§ **ZIEL DER AUFGABE**
Führe den Text über das Beschwerdeverfahren zum Broccoli-Patent fort und beginne direkt nach seinem letzten Satz.

§ **VORLIEGENDER TEXT**
Die Ansprüche 2 und 3 des neuen Hauptantrags waren auf einen genießbaren Teil und auf den Samen einer Broccolipflanze gerichtet, die nach einem Verfahren hergestellt waren, das genauso definiert war wie in Anspruch 1. Die Ansprüche 4 und 5 waren identisch mit den Ansprüchen 8 und 9 des früheren Hauptantrags der Beschwerdegegnerin, mit dem sich die Kammer in ihrer Zwischenentscheidung vom 22. Mai 2007 befasst hatte (s. Nr. IV).
VIII. Für den Fall, dass die Kammer nicht beabsichtige, das Patent auf der Grundlage des neuen Hauptantrags aufrechtzuerhalten, beantragte die Beschwerdegegnerin eine mündliche Verhandlung. Mit Schreiben vom 27. September 2011 bzw. 11. Oktober 2011 beantragten die Beschwerdeführerin II und die Beschwerdeführerin I eine mündliche Verhandlung für den Fall, dass die Kammer beabsichtige, das Patent auf der Grundlage eines anderen Antrags als der zu diesem Zeitpunkt anhängigen Anträge der Beschwerdegegnerin aufrechtzuerhalten. Die Kammer sagte die für den 26. Oktober 2011 anberaumte mündliche Verhandlung ab und erklärte ihre Absicht, eine Entscheidung in schriftlicher Form zu erlassen.

§ **DATENZEILEN**
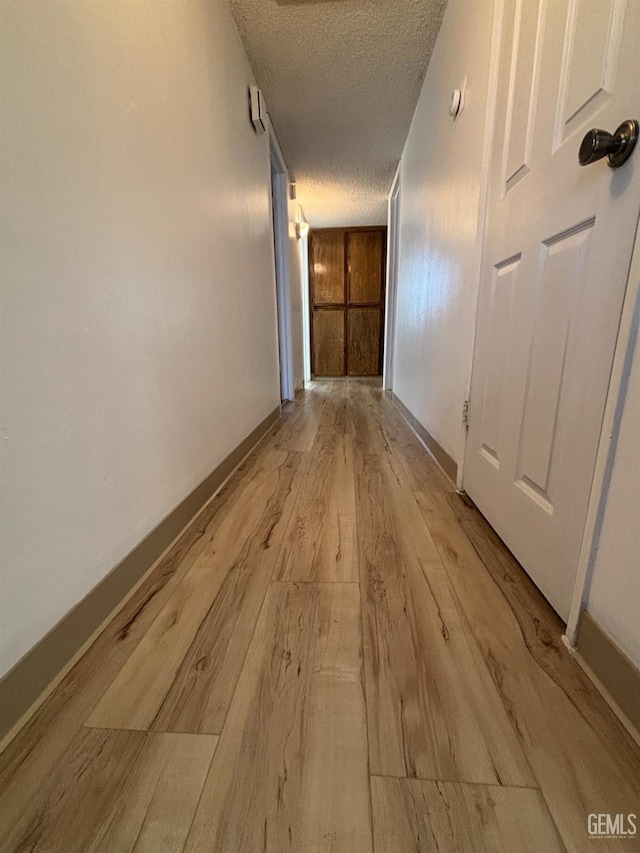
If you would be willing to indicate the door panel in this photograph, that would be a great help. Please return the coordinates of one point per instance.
(363, 341)
(327, 276)
(558, 242)
(522, 93)
(590, 59)
(345, 338)
(366, 276)
(500, 315)
(328, 342)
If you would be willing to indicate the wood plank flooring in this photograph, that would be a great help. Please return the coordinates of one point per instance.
(338, 655)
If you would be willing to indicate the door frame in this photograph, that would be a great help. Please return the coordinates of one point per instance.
(626, 343)
(393, 254)
(280, 218)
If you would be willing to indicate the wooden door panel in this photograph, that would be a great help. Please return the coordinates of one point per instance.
(363, 341)
(498, 322)
(590, 61)
(562, 270)
(522, 95)
(365, 254)
(328, 342)
(327, 268)
(544, 351)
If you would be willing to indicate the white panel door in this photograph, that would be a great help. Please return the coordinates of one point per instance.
(555, 264)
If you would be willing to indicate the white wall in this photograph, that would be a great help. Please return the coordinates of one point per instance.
(441, 171)
(614, 594)
(138, 296)
(296, 284)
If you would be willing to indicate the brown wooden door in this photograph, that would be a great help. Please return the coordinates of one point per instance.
(347, 284)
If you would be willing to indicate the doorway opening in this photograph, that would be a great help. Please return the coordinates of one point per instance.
(347, 271)
(280, 214)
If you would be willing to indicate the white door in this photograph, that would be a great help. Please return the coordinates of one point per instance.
(556, 259)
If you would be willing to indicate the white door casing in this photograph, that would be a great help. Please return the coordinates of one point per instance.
(558, 243)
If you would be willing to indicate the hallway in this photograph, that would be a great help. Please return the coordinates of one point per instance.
(338, 654)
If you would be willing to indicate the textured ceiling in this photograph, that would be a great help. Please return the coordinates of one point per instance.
(341, 80)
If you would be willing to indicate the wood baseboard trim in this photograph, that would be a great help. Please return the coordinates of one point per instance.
(613, 671)
(29, 682)
(446, 462)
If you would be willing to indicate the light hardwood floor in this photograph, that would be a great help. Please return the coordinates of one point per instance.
(338, 655)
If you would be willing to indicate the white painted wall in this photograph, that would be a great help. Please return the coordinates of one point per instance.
(138, 295)
(439, 251)
(614, 594)
(296, 283)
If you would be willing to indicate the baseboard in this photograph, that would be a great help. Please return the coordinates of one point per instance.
(619, 676)
(446, 462)
(23, 688)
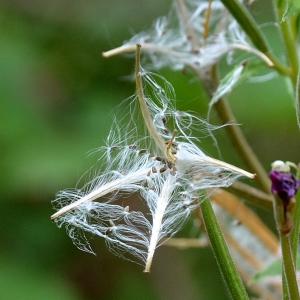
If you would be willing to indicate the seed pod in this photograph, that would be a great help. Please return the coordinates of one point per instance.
(142, 151)
(163, 169)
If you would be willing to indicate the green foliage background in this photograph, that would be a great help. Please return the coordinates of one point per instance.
(56, 99)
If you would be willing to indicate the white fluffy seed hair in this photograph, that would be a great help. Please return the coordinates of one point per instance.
(179, 39)
(169, 191)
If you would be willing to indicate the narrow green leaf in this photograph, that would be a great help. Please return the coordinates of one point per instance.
(292, 8)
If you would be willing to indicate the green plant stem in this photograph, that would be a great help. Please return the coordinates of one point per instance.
(288, 39)
(289, 280)
(252, 195)
(294, 237)
(241, 145)
(248, 24)
(221, 253)
(235, 133)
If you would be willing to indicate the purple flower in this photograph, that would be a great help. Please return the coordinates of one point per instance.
(284, 184)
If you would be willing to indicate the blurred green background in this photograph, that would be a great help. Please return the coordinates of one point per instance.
(56, 98)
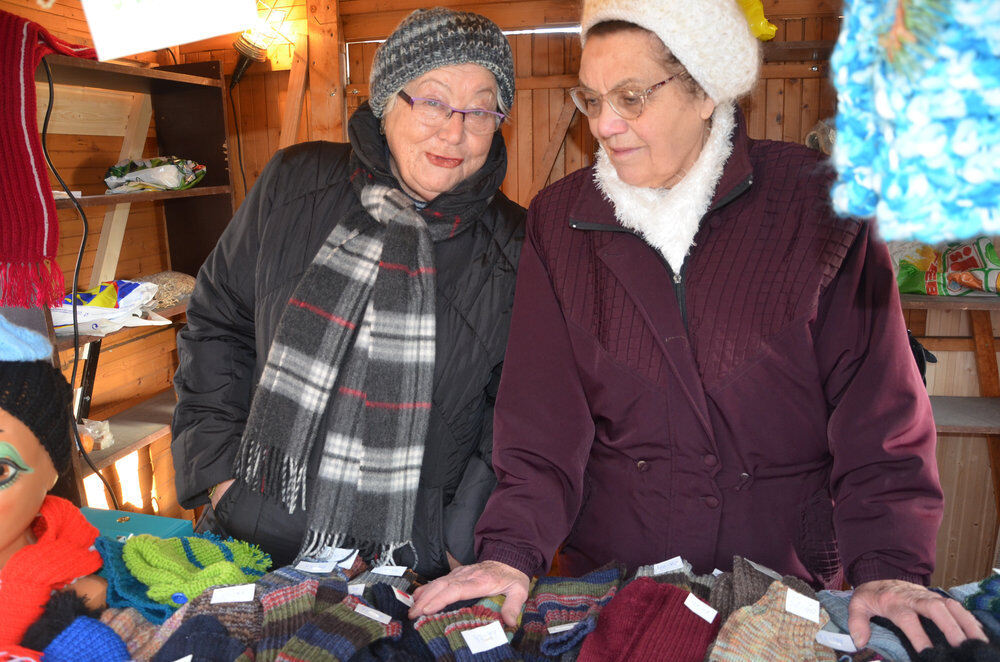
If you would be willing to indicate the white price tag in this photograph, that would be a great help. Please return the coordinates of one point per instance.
(670, 565)
(403, 597)
(836, 641)
(800, 605)
(565, 627)
(484, 638)
(373, 614)
(390, 570)
(697, 606)
(240, 593)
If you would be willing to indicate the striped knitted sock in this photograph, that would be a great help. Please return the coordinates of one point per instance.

§ **ANTWORT ZUR AUFGABE**
IX. Am 8. November 2011 fand in der Beschwerdesache T 1242/06 (Tomaten/STAAT ISRAEL) eine zweite mündliche Verhandlung statt. Auch in dieser Sache hatte die Kammer der Großen Beschwerdekammer zu einem früheren Zeitpunkt Rechtsfragen zur Auslegung des in Artikel 53 b) EPÜ verankerten Verfahrensausschlusses vorgelegt, die diese in ihrer Entscheidung G 1/08 (ABl. EPA 2012, 206) beantwortete, die in Sachverhalt und Anträgen sowie Entscheidungsgründen mit der oben angeführten Entscheidung G 2/07 (s. Nr. VI) übereinstimmt. Der Patentinhaber in der Sache T 1242/06 hatte zwar - ähnlich wie die Patentinhaberin im vorliegenden Fall - im Anschluss an die Entscheidung der Großen Beschwerdekammer sämtliche Verfahrensansprüche gestrichen; die Einsprechende hielt aber daran fest, dass die Anträge des Patentinhabers, die nunmehr nur noch Erzeugnisansprüche enthielten, nach wie vor nicht den Erfordernissen des Artikels 53 b) EPÜ genügten. Am Ende der zweiten mündlichen Verhandlung in der Sache T 1242/06 verkündete die Kammer ihre Absicht, die Große Beschwerdekammer erneut mit Rechtsfragen zu befassen.
X. Im vorliegenden Fall gingen am 1. November 2011 Einwendungen Dritter ein.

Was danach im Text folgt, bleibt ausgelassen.